** Start Document segment **
The Red Bull X-Alps is a paragliding race in which athletes must hike or fly 1,200 km across the Alps. It first launched in 2003 and has since taken place every other year. Around 30 athletes take part and must navigate their way via a predetermined set of turn points that vary with each race. Every kilometer must be covered either on foot or by paraglider. Teams consist of one athlete and one official supporter, whose role it is to provide technical advice, mental and nutritional support.

The route traditionally covers the Alpine regions of Austria, Germany, Italy, Switzerland and France before ending in Roquebrune-Cap-Martin, France. The 2017 route featured Slovenia as well.

Athletes didn't fly into Monaco due to airspace restrictions, and the term "Monaco" has been used solely for marketing purposes. That is one reason why in the tenth edition (2021) the route has been changed to not include Monaco but rather return to Austria.

The exact route is normally unveiled in the spring before the race start.

So far the race has only been won by Swiss nationals.

History
The concept for the Red Bull X-Alps was developed by Austrian pilot Hannes Arch who saw a TV documentary in which German pilot Toni Bender crossed the Alps from North to South by paraglider, carrying all his equipment, sleeping rough and hiking parts of the way.

"I thought it would be cool to base a paragliding competition on this format and developed a basic concept for it - and the idea was born! Together with Red Bull, we have developed it over the years to be the Red Bull X-Alps it is today - the toughest and most extreme endurance and outdoor race in the world. Its simplicity is what makes it most appealing. We start in Salzburg and whoever arrives in Monaco first wins. That's it. It's about body and soul, not about hundreds of rules and regulations," Arch has said.

When conditions are good, athletes use paragliders to fly, and when they are not they must run or hike, carrying their paraglider and other mandatory equipment. The use of tunnels and all other forms of transport are not permitted.

The first edition led from Austria's Dachstein Glacier to Monaco via Germany's highest mountain, the Zugspitze, Mont Blanc and Mont Gros in France. Seventeen athletes and their support teams covered a distance of 800 kilometers as the crow flies.

Over the years the route and the turn points have changed. From 2009 the race started off in the Austrian city of Salzburg. At 1,031 kilometers, the 2013 course was the longest in the history of the race and athletes had to pass 10 turn points: Gaisberg, Dachstein, and Wildkogel in Austria; Zugspitze in Germany; Ortler/Sulden in Italy; Interlaken, Matterhorn in Switzerland; Mont Blanc, Saint Hilaire, and Peille in France.
** End Document segment **
** Start Listed entries **
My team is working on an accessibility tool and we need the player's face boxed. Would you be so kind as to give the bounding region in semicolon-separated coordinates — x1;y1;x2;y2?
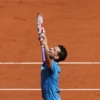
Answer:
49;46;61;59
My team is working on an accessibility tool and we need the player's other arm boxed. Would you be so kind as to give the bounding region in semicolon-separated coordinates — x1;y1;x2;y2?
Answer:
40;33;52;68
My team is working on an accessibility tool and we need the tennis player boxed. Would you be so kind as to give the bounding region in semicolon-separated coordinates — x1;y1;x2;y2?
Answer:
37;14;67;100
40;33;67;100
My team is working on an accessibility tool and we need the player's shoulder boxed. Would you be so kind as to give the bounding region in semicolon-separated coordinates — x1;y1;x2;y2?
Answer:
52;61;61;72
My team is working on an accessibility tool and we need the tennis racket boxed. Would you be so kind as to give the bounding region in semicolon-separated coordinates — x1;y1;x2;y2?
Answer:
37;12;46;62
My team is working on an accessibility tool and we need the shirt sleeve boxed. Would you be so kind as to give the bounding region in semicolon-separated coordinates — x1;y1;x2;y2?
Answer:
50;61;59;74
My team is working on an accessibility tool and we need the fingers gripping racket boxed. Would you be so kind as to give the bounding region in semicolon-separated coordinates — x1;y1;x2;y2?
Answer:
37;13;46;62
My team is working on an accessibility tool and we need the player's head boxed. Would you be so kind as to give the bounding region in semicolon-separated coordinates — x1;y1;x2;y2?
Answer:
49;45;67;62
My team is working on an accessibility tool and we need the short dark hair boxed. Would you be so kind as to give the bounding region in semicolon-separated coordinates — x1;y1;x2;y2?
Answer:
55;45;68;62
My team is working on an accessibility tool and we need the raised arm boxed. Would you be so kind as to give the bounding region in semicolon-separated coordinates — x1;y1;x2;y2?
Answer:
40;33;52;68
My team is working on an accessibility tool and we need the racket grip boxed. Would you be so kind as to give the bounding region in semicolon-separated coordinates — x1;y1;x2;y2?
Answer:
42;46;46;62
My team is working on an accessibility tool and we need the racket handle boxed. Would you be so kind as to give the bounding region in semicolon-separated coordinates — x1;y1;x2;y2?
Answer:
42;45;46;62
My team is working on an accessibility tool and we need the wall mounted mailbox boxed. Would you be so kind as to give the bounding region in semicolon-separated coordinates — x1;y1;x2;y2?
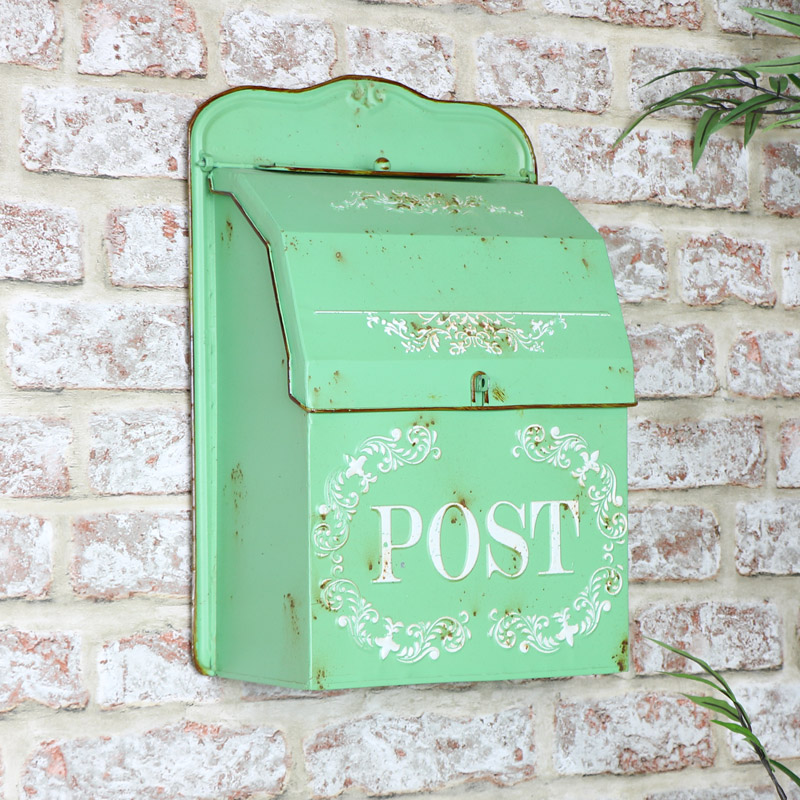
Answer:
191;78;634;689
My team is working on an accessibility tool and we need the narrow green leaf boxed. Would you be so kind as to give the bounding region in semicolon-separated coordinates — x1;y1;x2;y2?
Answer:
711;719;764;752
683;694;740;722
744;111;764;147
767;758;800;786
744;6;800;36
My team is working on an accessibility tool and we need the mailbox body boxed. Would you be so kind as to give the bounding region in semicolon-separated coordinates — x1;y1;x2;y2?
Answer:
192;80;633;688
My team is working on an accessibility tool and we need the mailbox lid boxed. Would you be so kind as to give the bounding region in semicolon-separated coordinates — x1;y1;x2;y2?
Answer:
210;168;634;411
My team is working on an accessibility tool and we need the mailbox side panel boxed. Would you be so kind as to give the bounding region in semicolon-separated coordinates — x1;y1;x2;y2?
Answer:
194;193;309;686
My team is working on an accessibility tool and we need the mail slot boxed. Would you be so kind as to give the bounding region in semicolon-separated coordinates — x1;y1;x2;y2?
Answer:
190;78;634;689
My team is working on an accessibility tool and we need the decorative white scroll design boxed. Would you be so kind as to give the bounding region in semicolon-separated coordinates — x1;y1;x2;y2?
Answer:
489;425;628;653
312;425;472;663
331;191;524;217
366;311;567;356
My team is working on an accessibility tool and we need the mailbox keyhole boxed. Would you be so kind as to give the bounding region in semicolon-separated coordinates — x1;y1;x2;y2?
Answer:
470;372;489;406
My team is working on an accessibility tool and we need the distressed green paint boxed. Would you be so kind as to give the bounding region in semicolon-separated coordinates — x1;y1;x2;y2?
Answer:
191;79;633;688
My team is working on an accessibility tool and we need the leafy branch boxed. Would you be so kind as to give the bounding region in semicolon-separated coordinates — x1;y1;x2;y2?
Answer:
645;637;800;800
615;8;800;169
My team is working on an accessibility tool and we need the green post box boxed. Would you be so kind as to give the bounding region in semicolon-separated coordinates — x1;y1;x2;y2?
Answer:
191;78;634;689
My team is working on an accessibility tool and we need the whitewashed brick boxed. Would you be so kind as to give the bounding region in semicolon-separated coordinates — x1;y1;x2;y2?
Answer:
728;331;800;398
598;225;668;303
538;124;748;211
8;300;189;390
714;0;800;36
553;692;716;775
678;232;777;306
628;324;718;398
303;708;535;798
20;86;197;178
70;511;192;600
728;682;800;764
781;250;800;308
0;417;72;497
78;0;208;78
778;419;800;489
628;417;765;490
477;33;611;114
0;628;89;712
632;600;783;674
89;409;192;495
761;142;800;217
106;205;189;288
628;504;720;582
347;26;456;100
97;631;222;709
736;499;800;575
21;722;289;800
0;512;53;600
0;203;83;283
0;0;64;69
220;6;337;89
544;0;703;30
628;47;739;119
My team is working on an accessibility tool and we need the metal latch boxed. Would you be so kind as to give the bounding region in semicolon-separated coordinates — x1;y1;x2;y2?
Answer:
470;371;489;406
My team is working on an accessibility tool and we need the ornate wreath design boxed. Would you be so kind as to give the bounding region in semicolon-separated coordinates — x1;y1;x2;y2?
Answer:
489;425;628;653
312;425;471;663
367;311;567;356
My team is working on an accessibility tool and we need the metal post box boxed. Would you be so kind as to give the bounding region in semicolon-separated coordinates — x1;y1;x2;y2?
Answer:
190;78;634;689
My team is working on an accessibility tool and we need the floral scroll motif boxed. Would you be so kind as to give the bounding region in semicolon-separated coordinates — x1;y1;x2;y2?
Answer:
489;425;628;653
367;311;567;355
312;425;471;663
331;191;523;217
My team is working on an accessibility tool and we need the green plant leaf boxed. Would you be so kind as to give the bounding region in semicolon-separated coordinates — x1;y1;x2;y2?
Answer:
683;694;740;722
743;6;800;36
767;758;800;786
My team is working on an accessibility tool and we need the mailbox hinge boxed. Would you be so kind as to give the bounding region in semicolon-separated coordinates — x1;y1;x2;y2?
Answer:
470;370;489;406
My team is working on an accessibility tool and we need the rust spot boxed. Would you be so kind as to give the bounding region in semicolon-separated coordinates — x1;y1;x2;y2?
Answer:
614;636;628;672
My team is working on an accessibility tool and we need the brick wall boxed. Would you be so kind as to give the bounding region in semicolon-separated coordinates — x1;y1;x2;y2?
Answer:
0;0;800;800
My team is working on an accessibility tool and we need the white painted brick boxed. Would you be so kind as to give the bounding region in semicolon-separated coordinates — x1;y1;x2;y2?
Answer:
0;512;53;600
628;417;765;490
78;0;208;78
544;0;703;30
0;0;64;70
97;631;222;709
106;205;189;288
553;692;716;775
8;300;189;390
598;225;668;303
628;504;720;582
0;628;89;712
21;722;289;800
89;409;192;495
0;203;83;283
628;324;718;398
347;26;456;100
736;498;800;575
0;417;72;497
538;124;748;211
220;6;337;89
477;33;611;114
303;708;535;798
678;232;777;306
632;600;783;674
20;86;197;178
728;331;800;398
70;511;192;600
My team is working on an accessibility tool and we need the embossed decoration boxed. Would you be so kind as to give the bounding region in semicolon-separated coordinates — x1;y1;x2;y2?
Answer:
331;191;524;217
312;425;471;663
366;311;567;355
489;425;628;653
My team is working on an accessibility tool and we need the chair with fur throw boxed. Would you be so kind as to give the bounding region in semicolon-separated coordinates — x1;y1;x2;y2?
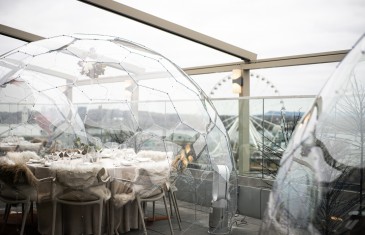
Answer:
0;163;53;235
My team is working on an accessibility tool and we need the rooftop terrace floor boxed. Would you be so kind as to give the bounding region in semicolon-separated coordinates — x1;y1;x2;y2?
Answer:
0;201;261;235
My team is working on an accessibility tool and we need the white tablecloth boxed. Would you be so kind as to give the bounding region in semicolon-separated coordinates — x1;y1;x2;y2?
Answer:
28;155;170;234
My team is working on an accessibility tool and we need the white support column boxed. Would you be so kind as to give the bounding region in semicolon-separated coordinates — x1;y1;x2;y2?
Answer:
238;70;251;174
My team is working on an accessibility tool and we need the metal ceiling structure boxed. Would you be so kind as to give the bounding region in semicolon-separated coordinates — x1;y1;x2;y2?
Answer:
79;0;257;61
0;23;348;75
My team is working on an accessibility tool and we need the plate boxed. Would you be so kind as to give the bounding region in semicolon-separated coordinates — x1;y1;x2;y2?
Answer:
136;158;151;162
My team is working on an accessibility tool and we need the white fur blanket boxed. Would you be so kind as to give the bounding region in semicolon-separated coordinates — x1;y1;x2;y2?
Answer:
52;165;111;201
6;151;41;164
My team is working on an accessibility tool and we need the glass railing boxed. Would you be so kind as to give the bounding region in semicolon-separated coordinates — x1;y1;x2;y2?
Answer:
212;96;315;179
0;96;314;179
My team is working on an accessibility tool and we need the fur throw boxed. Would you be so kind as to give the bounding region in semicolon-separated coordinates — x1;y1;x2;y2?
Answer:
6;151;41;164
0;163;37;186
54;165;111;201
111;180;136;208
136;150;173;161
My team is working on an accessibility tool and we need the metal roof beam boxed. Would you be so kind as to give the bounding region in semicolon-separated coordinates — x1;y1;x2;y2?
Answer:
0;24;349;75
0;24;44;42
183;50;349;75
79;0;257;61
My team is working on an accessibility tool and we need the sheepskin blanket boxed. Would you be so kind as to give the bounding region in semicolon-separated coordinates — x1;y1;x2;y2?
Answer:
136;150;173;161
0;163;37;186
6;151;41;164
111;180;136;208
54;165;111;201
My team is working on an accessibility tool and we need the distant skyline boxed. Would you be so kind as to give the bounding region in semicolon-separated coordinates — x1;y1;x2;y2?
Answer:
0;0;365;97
** End Listed entries **
** Start Listed entries **
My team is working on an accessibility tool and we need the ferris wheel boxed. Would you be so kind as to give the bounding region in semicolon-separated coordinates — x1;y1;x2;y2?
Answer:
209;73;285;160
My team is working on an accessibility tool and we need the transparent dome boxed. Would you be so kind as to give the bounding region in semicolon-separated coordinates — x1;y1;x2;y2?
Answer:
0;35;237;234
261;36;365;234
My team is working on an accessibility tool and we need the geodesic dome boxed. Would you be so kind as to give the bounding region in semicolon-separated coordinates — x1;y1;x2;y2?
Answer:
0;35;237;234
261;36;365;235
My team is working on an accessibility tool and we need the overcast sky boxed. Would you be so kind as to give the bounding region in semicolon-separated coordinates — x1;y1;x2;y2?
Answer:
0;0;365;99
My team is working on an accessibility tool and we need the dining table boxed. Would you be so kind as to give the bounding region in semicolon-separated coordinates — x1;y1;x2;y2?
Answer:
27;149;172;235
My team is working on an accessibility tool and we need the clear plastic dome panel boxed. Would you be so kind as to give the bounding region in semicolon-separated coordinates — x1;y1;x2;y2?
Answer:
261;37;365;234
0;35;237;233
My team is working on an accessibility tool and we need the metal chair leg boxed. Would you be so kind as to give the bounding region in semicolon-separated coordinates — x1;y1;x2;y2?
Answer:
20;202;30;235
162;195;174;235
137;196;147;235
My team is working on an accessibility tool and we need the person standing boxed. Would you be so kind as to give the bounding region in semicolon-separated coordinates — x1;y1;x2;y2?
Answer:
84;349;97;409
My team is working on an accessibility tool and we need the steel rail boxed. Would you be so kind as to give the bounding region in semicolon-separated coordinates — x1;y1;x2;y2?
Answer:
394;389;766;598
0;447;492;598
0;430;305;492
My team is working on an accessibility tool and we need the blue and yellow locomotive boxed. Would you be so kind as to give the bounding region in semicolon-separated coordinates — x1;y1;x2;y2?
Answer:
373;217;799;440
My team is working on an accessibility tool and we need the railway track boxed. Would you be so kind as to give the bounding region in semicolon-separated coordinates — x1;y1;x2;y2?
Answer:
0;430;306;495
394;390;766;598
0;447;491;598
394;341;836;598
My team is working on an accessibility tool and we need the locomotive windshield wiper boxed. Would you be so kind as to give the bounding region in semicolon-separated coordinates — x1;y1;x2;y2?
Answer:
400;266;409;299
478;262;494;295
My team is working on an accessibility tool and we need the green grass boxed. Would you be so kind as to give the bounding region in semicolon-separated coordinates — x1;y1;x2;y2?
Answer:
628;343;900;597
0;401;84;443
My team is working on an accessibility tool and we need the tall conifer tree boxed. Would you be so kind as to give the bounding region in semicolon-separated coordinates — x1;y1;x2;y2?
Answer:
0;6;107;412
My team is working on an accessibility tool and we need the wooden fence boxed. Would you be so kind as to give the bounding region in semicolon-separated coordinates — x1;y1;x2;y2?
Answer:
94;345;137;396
** End Listed entries **
** Start Listed entries **
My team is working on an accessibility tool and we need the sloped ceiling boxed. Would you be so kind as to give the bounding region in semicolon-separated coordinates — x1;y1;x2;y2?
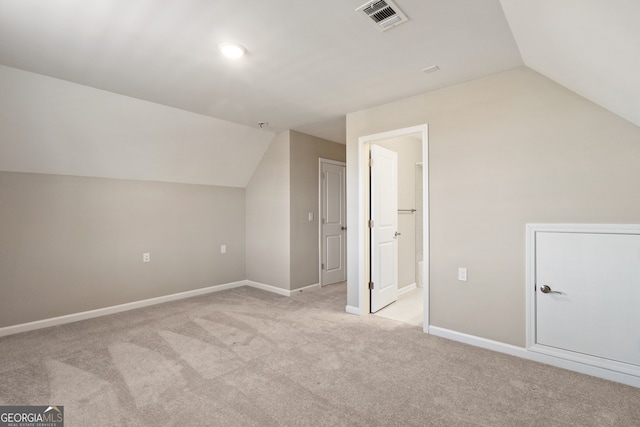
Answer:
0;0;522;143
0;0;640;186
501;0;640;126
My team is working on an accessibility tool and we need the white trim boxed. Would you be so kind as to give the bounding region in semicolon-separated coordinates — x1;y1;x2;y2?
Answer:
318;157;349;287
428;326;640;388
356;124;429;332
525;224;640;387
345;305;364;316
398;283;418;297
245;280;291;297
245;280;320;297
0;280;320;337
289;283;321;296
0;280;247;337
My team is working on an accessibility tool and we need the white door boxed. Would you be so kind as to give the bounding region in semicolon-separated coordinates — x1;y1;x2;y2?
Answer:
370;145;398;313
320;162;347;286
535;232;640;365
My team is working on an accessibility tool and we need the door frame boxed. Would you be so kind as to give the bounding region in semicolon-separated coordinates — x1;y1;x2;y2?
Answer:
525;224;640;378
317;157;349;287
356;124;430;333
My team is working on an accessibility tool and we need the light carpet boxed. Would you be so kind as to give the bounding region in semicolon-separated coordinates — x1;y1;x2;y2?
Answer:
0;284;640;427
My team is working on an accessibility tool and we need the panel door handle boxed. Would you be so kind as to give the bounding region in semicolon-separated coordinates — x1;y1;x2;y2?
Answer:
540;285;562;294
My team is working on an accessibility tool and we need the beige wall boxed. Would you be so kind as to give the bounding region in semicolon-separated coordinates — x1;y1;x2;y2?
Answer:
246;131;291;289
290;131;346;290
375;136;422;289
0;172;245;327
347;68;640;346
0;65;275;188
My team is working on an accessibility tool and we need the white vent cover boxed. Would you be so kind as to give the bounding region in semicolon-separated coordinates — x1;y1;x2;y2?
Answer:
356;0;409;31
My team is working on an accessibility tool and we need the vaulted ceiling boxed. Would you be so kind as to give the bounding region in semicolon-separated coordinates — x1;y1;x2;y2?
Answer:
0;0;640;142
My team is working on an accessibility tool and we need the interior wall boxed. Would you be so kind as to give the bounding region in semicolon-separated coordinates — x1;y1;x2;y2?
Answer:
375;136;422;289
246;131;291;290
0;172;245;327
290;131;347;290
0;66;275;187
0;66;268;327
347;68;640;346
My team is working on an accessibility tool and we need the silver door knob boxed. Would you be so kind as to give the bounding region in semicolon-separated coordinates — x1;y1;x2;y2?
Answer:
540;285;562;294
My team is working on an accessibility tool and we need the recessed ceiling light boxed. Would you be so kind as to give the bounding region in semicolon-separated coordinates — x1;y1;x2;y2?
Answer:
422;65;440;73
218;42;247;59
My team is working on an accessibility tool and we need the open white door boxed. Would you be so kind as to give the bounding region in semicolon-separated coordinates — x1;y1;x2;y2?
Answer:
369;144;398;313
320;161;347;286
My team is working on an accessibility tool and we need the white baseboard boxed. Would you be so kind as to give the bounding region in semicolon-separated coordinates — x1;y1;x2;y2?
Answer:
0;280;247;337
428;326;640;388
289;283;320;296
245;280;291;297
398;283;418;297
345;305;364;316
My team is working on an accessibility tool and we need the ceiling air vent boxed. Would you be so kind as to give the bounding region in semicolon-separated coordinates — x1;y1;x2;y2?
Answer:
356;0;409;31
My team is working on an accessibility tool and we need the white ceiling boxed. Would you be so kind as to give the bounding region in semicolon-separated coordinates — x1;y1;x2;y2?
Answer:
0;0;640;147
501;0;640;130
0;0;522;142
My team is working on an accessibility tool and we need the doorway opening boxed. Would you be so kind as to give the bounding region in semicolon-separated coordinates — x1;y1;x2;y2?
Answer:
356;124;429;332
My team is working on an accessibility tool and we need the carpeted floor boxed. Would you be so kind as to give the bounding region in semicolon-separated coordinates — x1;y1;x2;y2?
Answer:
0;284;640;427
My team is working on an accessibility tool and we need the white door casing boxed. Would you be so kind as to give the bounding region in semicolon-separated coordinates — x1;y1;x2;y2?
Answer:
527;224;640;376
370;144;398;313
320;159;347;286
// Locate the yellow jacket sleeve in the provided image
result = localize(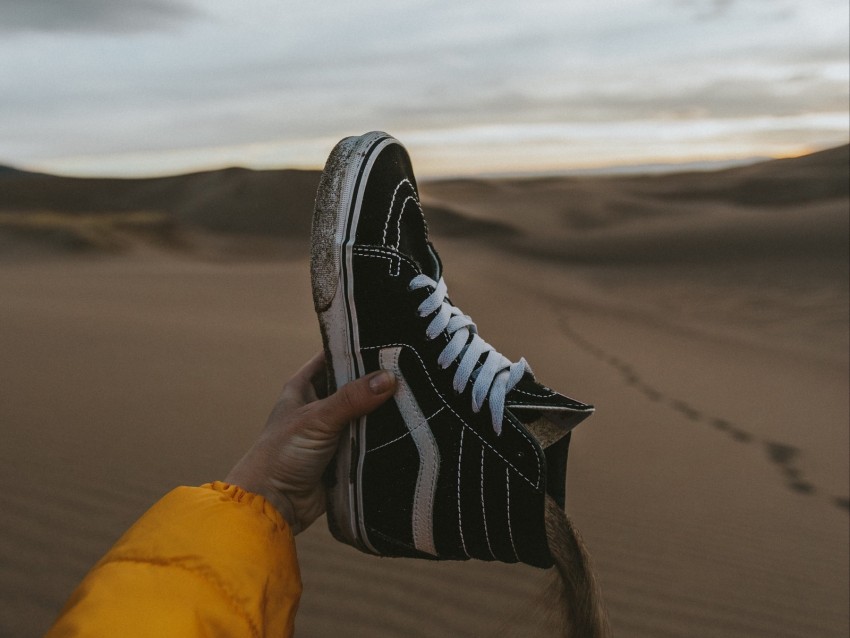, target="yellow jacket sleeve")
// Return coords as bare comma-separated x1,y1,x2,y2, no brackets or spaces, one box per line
** End Listed entries **
** Things to do **
• a. According to the Red Bull X-Alps text, in which town does the route traditionally end?
• b. Please write out the rows between the line holding "need the open" and the line holding "320;161;347;286", inclusive, replacing "accessibility tool" with "screen reader" and leaving everything else unchanged.
The rows and the Red Bull X-Alps text are unrelated material.

** Task answers **
• a. Roquebrune-Cap-Martin, France.

• b.
My team is working on an screen reader and we need the open white door boxed. Would you be so kind as to give the bounding region in semicolon-separated coordinates — x1;y1;x2;y2?
Answer:
369;144;398;313
320;161;347;286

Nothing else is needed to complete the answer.